Passage to read:

---+---

It’s hovered above the realms of cliché for a while, but the best kitchen-based showdowns tend to use the every square inch of the environment to their advantage, giving rise to several stunning showdowns that typically end up with the tiles being painted red.

The combatants didn’t need to get out of the kitchen because the evidence is right there that they could stand the heat, and it was viewers everywhere who were left sweating after being plunged into the thick of the conflict.

The best kitchen fight:

5. Monkey Man (Dev Patel, 2024)

Pouring every ounce of himself into his feature-length debut behind the camera, Dev Patel deftly balanced prescient socio-political commentary with bone-crunching action in the brutal and unrelenting Monkey Man.

The star, co-writer, director, and producer wasn’t an obvious candidate to take the genre with such ease, but based on the strength of his first movie, Patel’s future as a filmmaker is just as bright as the career he’s enjoyed on the other side of it, regardless of which genre he casts his eye towards next.

Monkey Man‘s kitchen-set brawl finds the protagonist in full-on bloodthirsty mode, using any equipment he can get his hands on as a vessel for blunt force trauma. Plates, surfaces, fire, and fruits are all fair game, with the intimate camerawork and precise choreography making it hit even harder.

4. Special ID (Clarence Fok, 2013)

---+---

Object position labeling data
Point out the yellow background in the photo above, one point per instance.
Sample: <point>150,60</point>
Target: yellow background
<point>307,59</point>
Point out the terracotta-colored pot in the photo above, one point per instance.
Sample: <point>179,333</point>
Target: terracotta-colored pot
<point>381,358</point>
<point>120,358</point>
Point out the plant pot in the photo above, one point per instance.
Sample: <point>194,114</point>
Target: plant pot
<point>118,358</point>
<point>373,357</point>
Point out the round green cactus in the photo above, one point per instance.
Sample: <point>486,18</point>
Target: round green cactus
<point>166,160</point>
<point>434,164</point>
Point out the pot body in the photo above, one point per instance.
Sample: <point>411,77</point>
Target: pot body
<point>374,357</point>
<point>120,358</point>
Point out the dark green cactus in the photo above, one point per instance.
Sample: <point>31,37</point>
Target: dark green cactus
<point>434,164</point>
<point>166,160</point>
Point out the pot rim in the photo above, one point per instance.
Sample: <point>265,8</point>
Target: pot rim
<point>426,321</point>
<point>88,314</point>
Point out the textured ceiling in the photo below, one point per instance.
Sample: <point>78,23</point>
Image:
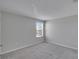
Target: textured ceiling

---+---

Complete the following:
1/ Update the kitchen fight article from "The star, co-writer, director, and" to "eye towards next.", putting "director" in place of "filmmaker".
2/ In the kitchen fight article, who is credited with Special ID?

Answers for this exercise:
1/
The star, co-writer, director, and producer wasn’t an obvious candidate to take the genre with such ease, but based on the strength of his first movie, Patel’s future as a director is just as bright as the career he’s enjoyed on the other side of it, regardless of which genre he casts his eye towards next.

2/ Clarence Fok